Give an exact copy of the data that follows.

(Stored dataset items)
# # # # #

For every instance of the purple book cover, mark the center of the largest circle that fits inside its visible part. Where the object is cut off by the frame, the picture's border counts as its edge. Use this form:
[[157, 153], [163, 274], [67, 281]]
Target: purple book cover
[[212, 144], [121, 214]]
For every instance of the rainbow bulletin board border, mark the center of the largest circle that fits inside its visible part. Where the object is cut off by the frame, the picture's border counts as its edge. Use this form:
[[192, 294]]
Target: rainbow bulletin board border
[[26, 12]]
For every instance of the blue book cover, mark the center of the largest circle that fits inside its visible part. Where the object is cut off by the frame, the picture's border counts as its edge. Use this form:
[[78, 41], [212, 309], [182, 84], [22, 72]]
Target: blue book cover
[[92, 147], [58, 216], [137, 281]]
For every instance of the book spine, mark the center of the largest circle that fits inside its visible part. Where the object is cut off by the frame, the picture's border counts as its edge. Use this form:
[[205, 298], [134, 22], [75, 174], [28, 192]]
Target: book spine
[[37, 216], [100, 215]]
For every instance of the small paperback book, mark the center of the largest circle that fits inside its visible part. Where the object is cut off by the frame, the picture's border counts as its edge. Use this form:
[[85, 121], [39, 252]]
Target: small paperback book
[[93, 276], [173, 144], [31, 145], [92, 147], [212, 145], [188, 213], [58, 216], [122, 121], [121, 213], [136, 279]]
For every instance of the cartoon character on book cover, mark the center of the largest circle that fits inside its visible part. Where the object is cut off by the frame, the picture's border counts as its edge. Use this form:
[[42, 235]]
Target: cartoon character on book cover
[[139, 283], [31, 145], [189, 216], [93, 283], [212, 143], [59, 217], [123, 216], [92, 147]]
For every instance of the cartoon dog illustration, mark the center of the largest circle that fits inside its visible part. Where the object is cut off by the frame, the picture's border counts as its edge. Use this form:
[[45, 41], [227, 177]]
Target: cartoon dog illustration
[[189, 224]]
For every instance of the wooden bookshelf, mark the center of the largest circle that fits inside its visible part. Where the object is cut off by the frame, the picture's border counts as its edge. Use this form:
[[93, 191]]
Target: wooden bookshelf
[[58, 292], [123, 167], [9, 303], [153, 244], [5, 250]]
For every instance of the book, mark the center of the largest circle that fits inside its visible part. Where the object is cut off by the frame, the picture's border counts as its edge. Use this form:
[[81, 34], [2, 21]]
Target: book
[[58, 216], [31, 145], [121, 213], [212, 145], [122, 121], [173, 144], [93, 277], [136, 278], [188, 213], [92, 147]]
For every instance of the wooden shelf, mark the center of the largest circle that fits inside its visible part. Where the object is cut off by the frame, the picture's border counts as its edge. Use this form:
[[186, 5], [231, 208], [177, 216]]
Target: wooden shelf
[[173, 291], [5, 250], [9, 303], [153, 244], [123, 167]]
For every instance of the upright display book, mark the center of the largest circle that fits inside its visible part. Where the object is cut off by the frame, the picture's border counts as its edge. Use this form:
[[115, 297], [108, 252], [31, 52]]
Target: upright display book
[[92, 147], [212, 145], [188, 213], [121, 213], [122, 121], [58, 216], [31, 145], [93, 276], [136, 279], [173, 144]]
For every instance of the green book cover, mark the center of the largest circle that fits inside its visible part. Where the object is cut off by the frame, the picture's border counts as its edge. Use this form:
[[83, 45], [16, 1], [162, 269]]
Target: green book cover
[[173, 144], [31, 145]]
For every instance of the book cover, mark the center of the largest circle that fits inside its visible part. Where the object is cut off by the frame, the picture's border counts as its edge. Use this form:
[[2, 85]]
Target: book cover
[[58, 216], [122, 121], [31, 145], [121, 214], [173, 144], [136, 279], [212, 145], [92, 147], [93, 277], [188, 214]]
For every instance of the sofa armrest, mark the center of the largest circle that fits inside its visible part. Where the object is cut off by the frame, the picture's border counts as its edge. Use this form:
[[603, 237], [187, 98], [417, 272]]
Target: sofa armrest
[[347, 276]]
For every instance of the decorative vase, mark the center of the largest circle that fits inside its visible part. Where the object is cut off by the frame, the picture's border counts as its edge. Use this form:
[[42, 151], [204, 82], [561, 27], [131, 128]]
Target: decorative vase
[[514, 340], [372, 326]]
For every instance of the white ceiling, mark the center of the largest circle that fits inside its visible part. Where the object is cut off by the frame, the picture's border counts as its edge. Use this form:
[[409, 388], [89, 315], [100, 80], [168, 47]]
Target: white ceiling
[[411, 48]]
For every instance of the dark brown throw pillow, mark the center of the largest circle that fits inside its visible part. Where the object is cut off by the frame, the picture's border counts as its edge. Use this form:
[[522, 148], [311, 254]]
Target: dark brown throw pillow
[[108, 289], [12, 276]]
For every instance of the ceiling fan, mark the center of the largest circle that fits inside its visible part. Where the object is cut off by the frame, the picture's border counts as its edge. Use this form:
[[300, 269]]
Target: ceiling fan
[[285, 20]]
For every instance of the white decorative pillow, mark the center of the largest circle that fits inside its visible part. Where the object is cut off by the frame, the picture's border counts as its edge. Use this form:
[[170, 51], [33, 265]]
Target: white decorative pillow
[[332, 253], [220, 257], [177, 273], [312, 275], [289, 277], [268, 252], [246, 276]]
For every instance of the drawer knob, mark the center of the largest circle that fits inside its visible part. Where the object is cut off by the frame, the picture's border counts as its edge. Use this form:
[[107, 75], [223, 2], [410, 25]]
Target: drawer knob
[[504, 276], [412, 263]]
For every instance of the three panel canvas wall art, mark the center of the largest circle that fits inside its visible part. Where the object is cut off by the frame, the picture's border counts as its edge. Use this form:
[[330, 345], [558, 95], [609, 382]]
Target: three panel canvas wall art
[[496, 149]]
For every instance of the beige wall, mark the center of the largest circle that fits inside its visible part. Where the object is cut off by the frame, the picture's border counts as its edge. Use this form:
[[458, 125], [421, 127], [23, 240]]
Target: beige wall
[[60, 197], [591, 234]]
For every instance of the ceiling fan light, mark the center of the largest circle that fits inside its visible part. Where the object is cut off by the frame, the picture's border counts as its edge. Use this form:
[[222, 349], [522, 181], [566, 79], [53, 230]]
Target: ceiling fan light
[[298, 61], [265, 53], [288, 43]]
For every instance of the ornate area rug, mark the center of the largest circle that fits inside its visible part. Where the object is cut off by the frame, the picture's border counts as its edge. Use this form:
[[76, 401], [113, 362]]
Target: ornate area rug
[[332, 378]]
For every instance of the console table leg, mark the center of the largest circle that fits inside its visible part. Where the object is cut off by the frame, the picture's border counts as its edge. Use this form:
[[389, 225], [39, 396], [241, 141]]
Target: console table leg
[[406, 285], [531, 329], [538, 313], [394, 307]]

# # # # #

§ Reply
For every instance of the purple book cover, mark the center of the largest circle that fits inside its visible part. Where the object is cut off by the frame, the picture's border counts as its edge. Use this form:
[[157, 153], [163, 274], [67, 281]]
Target: purple book cover
[[212, 144], [121, 214]]
For every instance of the rainbow bulletin board border, mark the center of the largest circle that fits inside its visible part. Where the object is cut off by the frame, the picture's border counts as its edge. Use this form:
[[192, 294]]
Target: rainbow bulletin board border
[[26, 12]]
For every instance of the blue book cover, mark the center of the largest circle that fits inside its visible part. Where the object is cut off by the frame, the picture's border counts as its edge. Use this form:
[[78, 41], [212, 309], [182, 84], [22, 72]]
Target: blue book cover
[[92, 147], [58, 216], [137, 281]]
For every instance of the book spine, mark the center of the largest circle that fits inside its visible part. Where the object is cut off by the frame, the picture's border counts as its edge. Use this form:
[[205, 298], [134, 22], [75, 174], [28, 192]]
Target: book spine
[[37, 216], [100, 215]]
For every instance of the small paperback book, mark the center of the largest circle that fits inside its visible part. Where the object is cut off by the frame, the picture's border counts as its edge. Use this form:
[[85, 121], [39, 252]]
Target: small paperback book
[[93, 276], [173, 144], [31, 145], [92, 147], [212, 145], [188, 213], [58, 216], [122, 121], [121, 213], [136, 279]]
For every instance of the cartoon character on book cover, mark the center of the largest circle that fits inside its visible part. Where the object is cut off by the frame, the picture's border counts as its edge. Use this form:
[[42, 235]]
Target: cartoon character on book cover
[[139, 283], [31, 145], [189, 216], [93, 283], [212, 143], [59, 217], [123, 216], [92, 147]]
For every instance of the cartoon dog illustration, mark the center of the largest circle that fits inside its visible part. Where the object is cut off by the frame, the picture's border counts as its edge. Use this form:
[[45, 41], [227, 177]]
Target: cartoon dog illustration
[[189, 224]]
For every instance of the wooden bookshelf, mark the center of the largest circle that fits inside its visible part. Where the object is cut off by the frame, the picture's border counts as its edge. Use this form:
[[93, 191]]
Target: wooden bookshelf
[[58, 292], [123, 167], [9, 303], [153, 244], [5, 250]]
For every instance of the book, mark the center of the largest circle that fits inside its visible part. Where the object is cut off by the frame, the picture's border counts as its edge. Use this form:
[[81, 34], [2, 21]]
Target: book
[[58, 216], [31, 145], [121, 213], [212, 145], [122, 121], [173, 144], [93, 277], [136, 278], [188, 213], [92, 147]]
For every instance of the wooden shelf, mark the center of the largest circle that fits inside its visible part. Where the object is cut off by the frame, the picture's border counts as its edge. Use this form:
[[186, 5], [231, 208], [177, 216]]
Target: wooden shelf
[[173, 291], [5, 250], [9, 303], [153, 244], [123, 167]]
For every instance of the upright display book, mark the center of the largest circle that fits inside its visible part. Where the object is cut off by the frame, the picture's border counts as its edge. Use this form:
[[115, 297], [108, 252], [31, 52]]
Target: upright display book
[[92, 147], [212, 145], [188, 213], [121, 213], [122, 121], [58, 216], [31, 145], [93, 276], [136, 279], [173, 144]]
For every instance of the green book cover, mark the center of the largest circle that fits inside its visible part. Where the object is cut off by the frame, the picture's border counts as its edge. Use this form:
[[83, 45], [16, 1], [162, 269]]
Target: green book cover
[[173, 144], [31, 145]]
For every instance of the book cover, mark the center of the largest circle that fits inside its visible part. Where the object is cut off by the frame, the picture's border counts as its edge. Use this form:
[[2, 85]]
Target: book cover
[[58, 216], [122, 121], [31, 145], [121, 214], [173, 144], [136, 279], [212, 145], [92, 147], [93, 277], [188, 214]]
For every instance of the sofa armrest, mark the center of the largest circle that fits inside its visible part. Where the object is cut off by the frame, the picture's border counts as its edge. Use this form:
[[603, 237], [187, 98], [417, 272]]
Target: sofa armrest
[[347, 276]]
For every instance of the decorative vase, mark the center of the largest circle that fits inside its visible part. Where the object is cut off by the frame, the picture's border counts as its edge. Use this form:
[[42, 151], [204, 82], [561, 27], [131, 128]]
Target: decorative vase
[[514, 340], [372, 326]]
For every instance of the white ceiling, mark the center of the largest circle that fits inside its visible part. Where the object is cut off by the frame, the picture's border counts as its edge. Use this form:
[[409, 388], [89, 315], [100, 80], [168, 47]]
Target: white ceiling
[[411, 48]]
For every instance of the dark brown throw pillow, mark the center of the largest circle that fits inside its visible part. Where the object is cut off by the frame, the picture's border counts as its edge. Use this form:
[[522, 148], [311, 254]]
Target: dark brown throw pillow
[[108, 289], [12, 276]]
For every instance of the ceiling fan, mark the center of the largest circle that fits inside its visible part. Where the object is cut off by the frame, the picture's border counts as its edge. Use this form:
[[300, 269]]
Target: ceiling fan
[[285, 20]]
For every instance of the white decorative pillow, mark the center of the largest circle that fits inside its visible part. Where the object is cut off by the frame, the picture's border counts as its edge. Use this form:
[[170, 51], [33, 265]]
Target: white decorative pillow
[[332, 253], [220, 257], [177, 273], [312, 275], [289, 277], [268, 252], [246, 276]]
For every instance of the drawer knob, mark the center of the largest circle that fits inside its visible part. Where the object is cut off by the frame, the picture's border counts as its edge. Use this form:
[[107, 75], [223, 2], [410, 25]]
Target: drawer knob
[[504, 276], [412, 263]]
For every instance of the three panel canvas wall art, mark the center of the largest circle that fits inside its visible part. Where the object is cut off by the frame, the picture's border counts as its edge. Use this form:
[[330, 345], [558, 95], [609, 382]]
Target: three panel canvas wall art
[[496, 149]]
For every instance of the beige wall, mark the center of the largest circle that fits inside its visible part. Where the object is cut off by the frame, the picture's border counts as its edge. Use this form:
[[458, 125], [421, 127], [23, 240]]
Target: beige wall
[[60, 197], [591, 234]]
For every instance of the ceiling fan light, mark the center of the largest circle that fits inside its visible part. Where the object is cut off by the frame, the picture's border counts as its edge. Use this form:
[[222, 349], [522, 181], [566, 79], [53, 230]]
Target: ceiling fan light
[[298, 61], [265, 53], [288, 43]]
For every instance of the ornate area rug, mark the center of the largest circle that fits inside its visible part. Where the object is cut off by the frame, the picture's border counts as its edge. Use this form:
[[76, 401], [113, 362]]
Target: ornate area rug
[[332, 378]]
For every instance of the console table leg, mark the center of the largest circle that fits inside its visible part. Where the object is cut off by the frame, the picture's border counts as its edge. Use this form:
[[389, 225], [39, 396], [241, 141]]
Target: console table leg
[[406, 285], [531, 329], [538, 313], [394, 307]]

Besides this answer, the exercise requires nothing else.